§ TO DO:
1. Decide whether each statement agrees with the Suniva article, answering yes or no and quoting the words of the article that settle it. (a) On May 3, a bankruptcy court allowed Wanxiang America to sell tools and spare parts. (b) SQN Capital and Wanxiang will sell their equipment at separate auctions. (c) All the equipment for sale comes from Suniva's Georgia cell plant.
2. Copy the Suniva article word for word, from "And whether that" up to and including "for the company.".

§ TEXT SEGMENT:
Throughout the Section 201 trade case, Solar Energy Industries Association (SEIA) and other parties repeatedly alleged that Suniva’s creditors were merely using the case to get a better price for the bankrupt cell maker’s equipment, and did not have a credible plan to restart manufacturing, as required under the Section 201 process.
And whether that allegation was true, or whether Suniva still had no ability to compete given the final Section 201 ruling’s annual exemption for 2.5 GW of imported cells, a court decision yesterday looks like the end of the road for the company.
On May 3, a bankruptcy court gave creditor Wanxiang America permission to sell the tools and spare parts in which it holds a financial interest. This follows on a ruling in April allowing creditor SQN Capital to also sell off tools, and Wanxiang will sell its portion of the tools and spare parts at the same auction on May 24.
The list of equipment for sale includes plasma enhanced chemical vapor deposition (PECVD) and diffusion tools, implanters, laminators, sunlight simulators and a variety of other equipment from both Suniva’s Georgia cell plant and Michigan module facility. Manufacturers include Centrotherm, Applied Materials and Spire Corporation.
The end of the road?
While it was highly unlikely that Suniva could have re-emerged following the sale of the tools claimed by SQN Capital, it now looks even less likely.

§ RECORDS PROVIDED:
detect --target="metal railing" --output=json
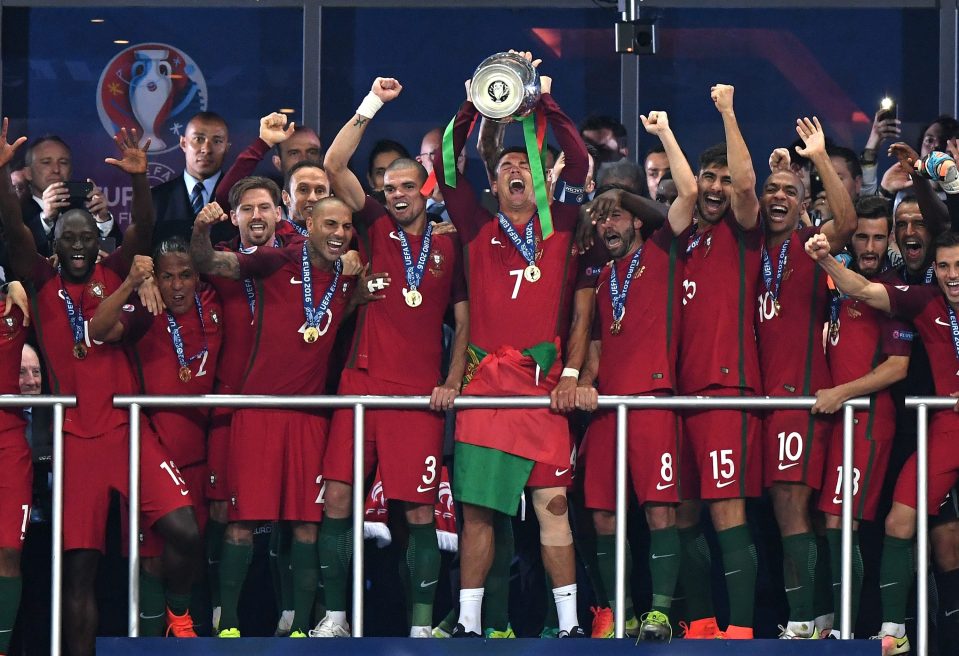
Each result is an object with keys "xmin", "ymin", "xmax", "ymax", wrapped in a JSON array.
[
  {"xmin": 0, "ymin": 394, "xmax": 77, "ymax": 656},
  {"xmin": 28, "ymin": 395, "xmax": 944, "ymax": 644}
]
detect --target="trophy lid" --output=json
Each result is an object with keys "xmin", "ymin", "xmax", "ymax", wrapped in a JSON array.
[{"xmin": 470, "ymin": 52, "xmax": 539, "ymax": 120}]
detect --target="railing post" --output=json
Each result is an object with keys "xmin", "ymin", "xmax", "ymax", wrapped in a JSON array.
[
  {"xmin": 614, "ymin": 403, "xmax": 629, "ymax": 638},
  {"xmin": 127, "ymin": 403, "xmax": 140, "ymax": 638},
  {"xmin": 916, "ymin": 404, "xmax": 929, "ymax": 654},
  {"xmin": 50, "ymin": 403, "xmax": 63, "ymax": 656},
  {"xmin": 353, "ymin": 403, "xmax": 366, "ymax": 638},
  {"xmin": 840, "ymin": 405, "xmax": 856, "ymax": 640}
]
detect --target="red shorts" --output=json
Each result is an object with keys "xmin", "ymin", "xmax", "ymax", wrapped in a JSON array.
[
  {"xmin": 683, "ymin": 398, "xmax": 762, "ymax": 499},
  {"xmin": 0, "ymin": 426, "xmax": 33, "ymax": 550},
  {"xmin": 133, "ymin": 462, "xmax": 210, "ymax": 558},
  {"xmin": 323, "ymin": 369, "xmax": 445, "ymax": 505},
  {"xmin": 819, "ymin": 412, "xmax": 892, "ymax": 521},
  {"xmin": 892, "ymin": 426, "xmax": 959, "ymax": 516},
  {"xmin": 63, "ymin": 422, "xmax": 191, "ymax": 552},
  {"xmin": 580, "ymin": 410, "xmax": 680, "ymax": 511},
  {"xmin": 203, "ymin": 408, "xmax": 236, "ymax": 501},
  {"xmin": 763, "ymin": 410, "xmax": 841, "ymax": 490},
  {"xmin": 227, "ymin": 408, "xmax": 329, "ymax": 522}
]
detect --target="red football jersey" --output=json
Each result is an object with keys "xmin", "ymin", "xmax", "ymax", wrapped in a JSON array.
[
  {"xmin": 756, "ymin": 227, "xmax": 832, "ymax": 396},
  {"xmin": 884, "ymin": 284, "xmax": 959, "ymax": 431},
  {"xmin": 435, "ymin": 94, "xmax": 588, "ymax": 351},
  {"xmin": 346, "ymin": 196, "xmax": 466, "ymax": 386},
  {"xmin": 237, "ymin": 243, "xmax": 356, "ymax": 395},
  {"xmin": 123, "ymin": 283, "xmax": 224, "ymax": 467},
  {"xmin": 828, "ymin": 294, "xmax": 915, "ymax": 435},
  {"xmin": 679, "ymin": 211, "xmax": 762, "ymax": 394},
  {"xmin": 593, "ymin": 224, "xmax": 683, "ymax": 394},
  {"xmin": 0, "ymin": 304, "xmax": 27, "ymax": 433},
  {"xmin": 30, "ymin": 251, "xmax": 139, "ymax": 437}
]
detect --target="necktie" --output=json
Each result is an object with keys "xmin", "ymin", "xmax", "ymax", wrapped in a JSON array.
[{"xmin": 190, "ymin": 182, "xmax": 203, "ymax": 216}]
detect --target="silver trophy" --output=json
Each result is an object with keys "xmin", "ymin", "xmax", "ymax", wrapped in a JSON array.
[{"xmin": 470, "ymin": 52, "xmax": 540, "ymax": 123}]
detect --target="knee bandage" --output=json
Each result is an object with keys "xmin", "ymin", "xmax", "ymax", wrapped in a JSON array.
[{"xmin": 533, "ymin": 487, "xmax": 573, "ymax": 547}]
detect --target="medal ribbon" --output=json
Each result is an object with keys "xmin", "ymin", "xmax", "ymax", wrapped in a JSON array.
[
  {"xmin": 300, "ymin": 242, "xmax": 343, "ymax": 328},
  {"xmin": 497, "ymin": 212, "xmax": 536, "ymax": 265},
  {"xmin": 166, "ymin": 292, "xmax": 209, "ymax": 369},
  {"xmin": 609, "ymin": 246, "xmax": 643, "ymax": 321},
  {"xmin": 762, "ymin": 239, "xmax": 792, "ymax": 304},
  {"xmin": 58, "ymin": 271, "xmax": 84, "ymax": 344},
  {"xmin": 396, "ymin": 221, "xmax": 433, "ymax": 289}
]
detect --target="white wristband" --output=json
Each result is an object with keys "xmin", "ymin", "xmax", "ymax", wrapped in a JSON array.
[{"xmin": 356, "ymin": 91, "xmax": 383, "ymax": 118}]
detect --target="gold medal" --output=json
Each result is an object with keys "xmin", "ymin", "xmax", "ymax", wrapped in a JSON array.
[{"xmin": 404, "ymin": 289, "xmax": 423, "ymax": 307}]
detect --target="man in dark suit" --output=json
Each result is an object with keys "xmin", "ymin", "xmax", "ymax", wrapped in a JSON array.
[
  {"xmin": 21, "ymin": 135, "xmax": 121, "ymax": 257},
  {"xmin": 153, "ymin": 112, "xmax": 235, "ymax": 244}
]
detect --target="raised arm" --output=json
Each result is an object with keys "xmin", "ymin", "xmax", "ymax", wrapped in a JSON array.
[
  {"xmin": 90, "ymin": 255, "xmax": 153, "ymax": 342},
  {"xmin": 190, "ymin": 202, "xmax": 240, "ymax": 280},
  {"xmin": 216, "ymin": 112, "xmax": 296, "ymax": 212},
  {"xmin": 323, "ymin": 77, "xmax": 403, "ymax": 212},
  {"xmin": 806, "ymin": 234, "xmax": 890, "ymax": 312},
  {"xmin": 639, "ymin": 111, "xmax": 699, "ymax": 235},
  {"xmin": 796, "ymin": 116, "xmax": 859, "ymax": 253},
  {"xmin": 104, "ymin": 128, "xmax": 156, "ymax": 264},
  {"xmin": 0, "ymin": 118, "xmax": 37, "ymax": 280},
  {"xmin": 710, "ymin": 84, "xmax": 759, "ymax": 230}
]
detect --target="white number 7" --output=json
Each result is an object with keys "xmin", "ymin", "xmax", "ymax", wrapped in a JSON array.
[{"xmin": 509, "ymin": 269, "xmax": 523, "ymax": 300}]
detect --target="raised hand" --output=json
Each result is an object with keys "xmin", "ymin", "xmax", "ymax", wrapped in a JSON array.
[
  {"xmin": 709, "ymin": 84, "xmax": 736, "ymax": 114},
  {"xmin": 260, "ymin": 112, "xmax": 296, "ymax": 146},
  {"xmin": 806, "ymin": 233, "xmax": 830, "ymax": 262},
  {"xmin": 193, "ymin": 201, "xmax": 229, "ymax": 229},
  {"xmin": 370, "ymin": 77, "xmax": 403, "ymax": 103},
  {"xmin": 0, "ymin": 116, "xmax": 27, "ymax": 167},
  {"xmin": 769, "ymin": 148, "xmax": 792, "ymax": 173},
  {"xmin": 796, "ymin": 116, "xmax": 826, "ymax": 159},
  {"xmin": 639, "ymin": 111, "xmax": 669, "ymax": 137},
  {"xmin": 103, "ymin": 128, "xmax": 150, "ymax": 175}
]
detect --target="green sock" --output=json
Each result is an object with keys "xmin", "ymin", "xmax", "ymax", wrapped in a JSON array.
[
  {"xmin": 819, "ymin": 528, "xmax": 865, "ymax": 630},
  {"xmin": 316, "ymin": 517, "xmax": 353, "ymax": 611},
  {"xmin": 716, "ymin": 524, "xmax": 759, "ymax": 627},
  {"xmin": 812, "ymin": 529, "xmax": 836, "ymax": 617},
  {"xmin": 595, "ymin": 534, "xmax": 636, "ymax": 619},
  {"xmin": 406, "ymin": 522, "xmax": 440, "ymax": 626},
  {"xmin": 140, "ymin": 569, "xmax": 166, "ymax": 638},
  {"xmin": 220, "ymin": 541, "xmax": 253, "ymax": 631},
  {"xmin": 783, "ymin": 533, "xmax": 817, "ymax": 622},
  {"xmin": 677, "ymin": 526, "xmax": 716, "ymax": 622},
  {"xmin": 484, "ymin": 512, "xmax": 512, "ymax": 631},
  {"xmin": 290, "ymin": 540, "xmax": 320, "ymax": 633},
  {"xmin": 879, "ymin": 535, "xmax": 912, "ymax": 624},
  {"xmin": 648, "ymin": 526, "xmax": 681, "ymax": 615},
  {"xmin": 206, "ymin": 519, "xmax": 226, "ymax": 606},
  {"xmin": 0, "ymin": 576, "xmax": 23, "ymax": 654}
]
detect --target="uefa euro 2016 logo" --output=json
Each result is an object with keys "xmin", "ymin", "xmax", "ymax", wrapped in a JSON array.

§ RESULTS OF THE TASKS:
1.
(a) Yes: "On May 3, a bankruptcy court gave creditor Wanxiang America permission to sell the tools and spare parts in which it holds a financial interest."
(b) No: "Wanxiang will sell its portion of the tools and spare parts at the same auction on May 24."
(c) No: "from both Suniva’s Georgia cell plant and Michigan module facility."

2.
And whether that allegation was true, or whether Suniva still had no ability to compete given the final Section 201 ruling’s annual exemption for 2.5 GW of imported cells, a court decision yesterday looks like the end of the road for the company.